### Document passage:
——
The candidate has a doctorate in Biochemistry and Molecular Biology with extensive experience in using mouse models to perform basic cancer research. During his postdoctoral fellowship, the candidate has generated a novel mouse model that has allowed new insights into how ultraviolet radiation (UV) may cause development of melanoma, the deadliest form of skin cancer. He has made an important discovery that interferon (IFN)-gamma, a signaling protein involved in immunological functions and conventionally thought to be anti-tumorigenesis, may under some circumstances aid the outgrowth and progression of UV- induced melanoma. This high-impact research has formed the basis for the research proposed in this application. The candidate's immediate goal is to elucidate the molecular mechanism(s) of the pro- melanomagenic role of IFN-gamma, and to explore whether inhibition of IFN-gamma could be used as an anti- melanoma therapeutic and/or preventive strategy. In the long-term, the candidate wants to focus on the delineation of the molecular mechanisms of UV-induced melanoma initiation and progression. Environment: The candidate is currently a postdoctoral research fellow in the Laboratory of Cancer Biology and Genetics at the National Cancer Institute, and is seeking an independent research faculty position in an academic or non-profit research institution. He has set up collaborations with a world-class team of scientists with relevant expertise to advise throughout this project, ensuring timely conclusion and high-impact outcome. Research: The candidate has proposed a paradigm-shifting hypothesis that IFN-gamma plays a pro- tumorigenic role in the context of UVB-induced melanomagenesis. The proposed research will elucidate the molecular mechanisms of the pro-melanomagenic effects of IFN-gamma, and will explore whether inhibition of IFN-gamma pathway is a viable treatment and/or preventive strategy for human melanoma.
In Specific Aim 1, UV-induced melanomagenesis experiments will be performed in a mouse model of UVB-induced melanomagenesis in the IFN-gamma knockout genetic background to test whether IFN-gamma is required for melanomagenesis.
——
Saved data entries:
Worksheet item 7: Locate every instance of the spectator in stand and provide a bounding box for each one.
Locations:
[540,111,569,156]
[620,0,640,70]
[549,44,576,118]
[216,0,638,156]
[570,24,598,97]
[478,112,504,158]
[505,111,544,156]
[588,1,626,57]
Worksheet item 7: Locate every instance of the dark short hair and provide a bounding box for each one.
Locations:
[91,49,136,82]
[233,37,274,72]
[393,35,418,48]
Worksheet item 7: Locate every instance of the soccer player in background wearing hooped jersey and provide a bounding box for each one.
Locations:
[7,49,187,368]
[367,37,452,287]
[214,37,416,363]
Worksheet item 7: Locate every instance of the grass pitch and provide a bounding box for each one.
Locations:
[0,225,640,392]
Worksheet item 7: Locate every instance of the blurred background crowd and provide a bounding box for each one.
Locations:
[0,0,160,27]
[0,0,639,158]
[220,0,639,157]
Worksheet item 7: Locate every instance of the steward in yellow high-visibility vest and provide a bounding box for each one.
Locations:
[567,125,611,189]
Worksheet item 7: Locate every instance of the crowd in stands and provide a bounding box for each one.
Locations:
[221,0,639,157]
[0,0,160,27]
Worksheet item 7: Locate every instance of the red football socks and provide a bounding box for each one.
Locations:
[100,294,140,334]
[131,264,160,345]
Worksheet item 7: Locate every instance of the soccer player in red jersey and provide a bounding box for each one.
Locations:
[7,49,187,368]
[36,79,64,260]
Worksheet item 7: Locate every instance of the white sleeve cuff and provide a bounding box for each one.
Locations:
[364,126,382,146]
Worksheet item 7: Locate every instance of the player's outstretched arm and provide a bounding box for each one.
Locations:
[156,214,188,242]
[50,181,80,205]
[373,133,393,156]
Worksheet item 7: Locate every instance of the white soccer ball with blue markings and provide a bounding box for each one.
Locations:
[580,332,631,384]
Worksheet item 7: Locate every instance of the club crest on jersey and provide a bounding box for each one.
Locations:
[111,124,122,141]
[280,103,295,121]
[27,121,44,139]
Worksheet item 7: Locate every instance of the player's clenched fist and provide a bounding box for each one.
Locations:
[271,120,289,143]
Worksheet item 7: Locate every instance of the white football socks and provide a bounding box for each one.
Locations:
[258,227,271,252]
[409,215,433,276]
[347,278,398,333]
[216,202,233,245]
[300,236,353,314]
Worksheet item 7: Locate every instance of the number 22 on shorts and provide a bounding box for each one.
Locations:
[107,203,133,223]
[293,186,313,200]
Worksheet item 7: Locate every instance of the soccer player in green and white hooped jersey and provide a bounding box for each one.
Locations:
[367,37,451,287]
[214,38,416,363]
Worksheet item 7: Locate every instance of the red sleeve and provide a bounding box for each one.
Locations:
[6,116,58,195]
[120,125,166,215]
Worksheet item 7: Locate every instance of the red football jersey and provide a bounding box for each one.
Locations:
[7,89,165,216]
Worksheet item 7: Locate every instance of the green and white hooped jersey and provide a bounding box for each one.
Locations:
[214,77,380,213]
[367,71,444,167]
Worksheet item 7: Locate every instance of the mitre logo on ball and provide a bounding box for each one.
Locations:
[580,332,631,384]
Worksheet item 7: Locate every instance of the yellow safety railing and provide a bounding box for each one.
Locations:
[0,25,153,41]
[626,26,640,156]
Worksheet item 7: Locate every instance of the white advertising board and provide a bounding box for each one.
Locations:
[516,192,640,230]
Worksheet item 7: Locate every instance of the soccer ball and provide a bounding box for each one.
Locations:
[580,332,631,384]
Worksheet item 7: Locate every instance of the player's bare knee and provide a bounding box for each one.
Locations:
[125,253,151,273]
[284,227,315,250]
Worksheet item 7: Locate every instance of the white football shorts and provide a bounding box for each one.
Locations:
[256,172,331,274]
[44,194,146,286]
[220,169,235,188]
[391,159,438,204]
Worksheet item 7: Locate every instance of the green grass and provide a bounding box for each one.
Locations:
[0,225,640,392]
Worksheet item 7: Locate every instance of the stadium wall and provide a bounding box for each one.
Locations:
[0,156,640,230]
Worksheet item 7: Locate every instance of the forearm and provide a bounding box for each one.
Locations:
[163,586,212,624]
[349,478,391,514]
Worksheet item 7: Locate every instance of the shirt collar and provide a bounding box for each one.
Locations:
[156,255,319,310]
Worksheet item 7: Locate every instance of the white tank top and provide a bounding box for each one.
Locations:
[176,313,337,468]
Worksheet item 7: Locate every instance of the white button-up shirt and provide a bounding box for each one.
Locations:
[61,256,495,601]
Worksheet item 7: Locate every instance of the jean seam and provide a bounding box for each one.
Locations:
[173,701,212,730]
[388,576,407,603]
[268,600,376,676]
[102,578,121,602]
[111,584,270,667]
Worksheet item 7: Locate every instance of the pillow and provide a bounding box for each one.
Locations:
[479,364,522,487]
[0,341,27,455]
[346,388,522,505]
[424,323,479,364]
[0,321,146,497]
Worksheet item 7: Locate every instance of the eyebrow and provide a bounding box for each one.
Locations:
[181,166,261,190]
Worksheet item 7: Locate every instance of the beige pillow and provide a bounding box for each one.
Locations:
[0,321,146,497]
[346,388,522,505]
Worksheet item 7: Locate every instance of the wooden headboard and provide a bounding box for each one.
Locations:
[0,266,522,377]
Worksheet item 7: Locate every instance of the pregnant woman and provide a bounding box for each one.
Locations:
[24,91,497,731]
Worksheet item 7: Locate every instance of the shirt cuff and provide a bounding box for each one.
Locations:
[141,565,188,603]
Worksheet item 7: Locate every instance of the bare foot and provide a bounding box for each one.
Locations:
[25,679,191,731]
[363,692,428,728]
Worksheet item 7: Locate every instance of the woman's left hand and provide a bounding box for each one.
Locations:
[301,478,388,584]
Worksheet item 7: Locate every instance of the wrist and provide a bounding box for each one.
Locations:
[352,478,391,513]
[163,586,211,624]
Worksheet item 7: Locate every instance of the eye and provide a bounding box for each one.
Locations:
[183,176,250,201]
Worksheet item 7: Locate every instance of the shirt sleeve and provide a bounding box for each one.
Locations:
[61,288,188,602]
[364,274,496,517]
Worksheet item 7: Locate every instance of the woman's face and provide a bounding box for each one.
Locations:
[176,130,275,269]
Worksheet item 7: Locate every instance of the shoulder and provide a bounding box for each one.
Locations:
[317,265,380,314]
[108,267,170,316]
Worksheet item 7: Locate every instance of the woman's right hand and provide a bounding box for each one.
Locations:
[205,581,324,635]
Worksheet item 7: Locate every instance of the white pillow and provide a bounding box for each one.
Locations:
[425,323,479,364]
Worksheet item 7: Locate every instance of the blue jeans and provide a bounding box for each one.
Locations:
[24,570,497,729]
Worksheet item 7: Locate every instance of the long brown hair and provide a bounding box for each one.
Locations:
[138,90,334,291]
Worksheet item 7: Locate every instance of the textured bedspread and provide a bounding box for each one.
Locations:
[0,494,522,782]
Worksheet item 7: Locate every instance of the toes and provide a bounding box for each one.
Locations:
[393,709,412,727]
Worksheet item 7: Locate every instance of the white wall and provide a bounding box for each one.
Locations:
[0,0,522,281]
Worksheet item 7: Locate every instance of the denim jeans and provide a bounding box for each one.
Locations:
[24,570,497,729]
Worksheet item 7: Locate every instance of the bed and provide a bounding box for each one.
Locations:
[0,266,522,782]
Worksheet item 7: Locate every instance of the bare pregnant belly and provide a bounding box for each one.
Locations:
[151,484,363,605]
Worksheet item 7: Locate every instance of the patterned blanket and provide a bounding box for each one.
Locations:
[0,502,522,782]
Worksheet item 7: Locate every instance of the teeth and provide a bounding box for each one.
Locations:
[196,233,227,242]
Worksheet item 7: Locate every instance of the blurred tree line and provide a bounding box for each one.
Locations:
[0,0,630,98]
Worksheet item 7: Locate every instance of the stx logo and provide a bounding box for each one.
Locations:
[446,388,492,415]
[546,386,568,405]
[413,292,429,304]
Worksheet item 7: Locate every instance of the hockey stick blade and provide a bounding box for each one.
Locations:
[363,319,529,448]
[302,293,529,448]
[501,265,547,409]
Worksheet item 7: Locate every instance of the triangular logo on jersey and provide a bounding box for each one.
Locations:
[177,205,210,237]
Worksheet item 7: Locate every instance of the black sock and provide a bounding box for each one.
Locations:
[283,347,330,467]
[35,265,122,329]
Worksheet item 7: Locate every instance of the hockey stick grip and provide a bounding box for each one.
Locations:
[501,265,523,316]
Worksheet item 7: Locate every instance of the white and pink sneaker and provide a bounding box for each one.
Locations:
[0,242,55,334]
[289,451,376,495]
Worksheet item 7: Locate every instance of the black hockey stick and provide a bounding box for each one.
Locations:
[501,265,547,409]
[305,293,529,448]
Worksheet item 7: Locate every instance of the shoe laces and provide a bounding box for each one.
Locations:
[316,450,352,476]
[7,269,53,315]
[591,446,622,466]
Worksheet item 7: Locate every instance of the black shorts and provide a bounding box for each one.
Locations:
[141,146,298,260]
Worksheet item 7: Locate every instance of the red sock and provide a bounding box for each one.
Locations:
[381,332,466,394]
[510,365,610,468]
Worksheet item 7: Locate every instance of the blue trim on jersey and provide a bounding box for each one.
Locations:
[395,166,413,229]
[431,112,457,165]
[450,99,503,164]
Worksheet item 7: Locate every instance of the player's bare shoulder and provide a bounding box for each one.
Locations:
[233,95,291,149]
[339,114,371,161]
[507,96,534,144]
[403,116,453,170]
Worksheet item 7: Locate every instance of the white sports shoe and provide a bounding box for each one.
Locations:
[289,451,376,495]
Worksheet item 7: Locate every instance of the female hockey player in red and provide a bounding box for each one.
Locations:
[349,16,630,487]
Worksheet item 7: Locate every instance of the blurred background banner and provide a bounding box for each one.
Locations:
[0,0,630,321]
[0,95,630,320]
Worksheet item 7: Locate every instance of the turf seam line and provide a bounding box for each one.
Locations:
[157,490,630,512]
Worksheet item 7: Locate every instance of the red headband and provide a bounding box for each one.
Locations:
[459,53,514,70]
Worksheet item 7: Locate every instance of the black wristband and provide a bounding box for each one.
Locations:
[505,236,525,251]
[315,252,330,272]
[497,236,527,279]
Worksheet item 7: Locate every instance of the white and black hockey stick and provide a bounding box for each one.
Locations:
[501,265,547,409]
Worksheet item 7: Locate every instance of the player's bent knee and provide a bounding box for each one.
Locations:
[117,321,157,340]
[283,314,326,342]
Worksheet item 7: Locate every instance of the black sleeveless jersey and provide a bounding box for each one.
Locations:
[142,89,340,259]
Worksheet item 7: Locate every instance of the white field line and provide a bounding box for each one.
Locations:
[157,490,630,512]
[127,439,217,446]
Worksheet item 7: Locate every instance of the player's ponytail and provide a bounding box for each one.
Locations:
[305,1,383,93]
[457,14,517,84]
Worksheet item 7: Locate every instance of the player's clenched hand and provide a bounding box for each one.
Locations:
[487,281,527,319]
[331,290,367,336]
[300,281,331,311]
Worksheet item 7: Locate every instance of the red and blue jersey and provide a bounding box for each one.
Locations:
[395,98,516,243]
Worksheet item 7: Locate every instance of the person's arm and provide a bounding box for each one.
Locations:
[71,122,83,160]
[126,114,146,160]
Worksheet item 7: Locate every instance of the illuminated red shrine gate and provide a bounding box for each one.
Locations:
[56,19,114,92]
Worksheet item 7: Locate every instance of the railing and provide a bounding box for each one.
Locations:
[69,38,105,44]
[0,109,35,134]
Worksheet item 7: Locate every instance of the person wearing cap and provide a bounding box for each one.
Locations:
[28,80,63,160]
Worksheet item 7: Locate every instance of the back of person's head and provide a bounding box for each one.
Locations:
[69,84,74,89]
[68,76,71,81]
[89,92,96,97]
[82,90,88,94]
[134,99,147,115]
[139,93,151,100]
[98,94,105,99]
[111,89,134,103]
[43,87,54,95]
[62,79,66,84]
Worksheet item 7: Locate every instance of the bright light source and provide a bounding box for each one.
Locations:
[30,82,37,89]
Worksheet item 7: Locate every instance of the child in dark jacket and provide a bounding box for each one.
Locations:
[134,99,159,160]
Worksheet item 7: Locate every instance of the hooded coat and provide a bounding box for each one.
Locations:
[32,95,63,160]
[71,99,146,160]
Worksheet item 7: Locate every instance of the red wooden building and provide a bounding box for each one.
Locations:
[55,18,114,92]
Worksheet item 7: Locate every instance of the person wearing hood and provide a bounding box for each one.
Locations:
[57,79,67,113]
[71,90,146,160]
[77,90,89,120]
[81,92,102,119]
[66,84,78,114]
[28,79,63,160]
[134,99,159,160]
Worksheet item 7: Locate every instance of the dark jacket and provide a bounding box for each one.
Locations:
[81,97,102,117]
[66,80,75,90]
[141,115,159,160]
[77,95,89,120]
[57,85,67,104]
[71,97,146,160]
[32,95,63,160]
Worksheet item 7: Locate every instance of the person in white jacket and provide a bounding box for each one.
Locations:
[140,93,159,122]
——
### What you need to do:
A – Update the part of the research summary that opens with the words containing "In Specific Aim" and closes with "required for melanomagenesis.", replacing "knockout" with "deficient".
B – Decide whether each statement agrees with the research summary, answering yes or no and quoting the words that decide it: (i) The candidate currently works as a postdoctoral research fellow at the National Cancer Institute. (ii) IFN-gamma has conventionally been thought to promote tumor growth. (iii) The Specific Aim 1 experiments will use the IFN-gamma knockout genetic background.
Rely only on the text to complete these tasks.

### Solutions to the problems:
A –
In Specific Aim 1, UV-induced melanomagenesis experiments will be performed in a mouse model of UVB-induced melanomagenesis in the IFN-gamma deficient genetic background to test whether IFN-gamma is required for melanomagenesis.

B –
(i) Yes: "The candidate is currently a postdoctoral research fellow in the Laboratory of Cancer Biology and Genetics at the National Cancer Institute"
(ii) No: "conventionally thought to be anti-tumorigenesis"
(iii) Yes: "in the IFN-gamma knockout genetic background"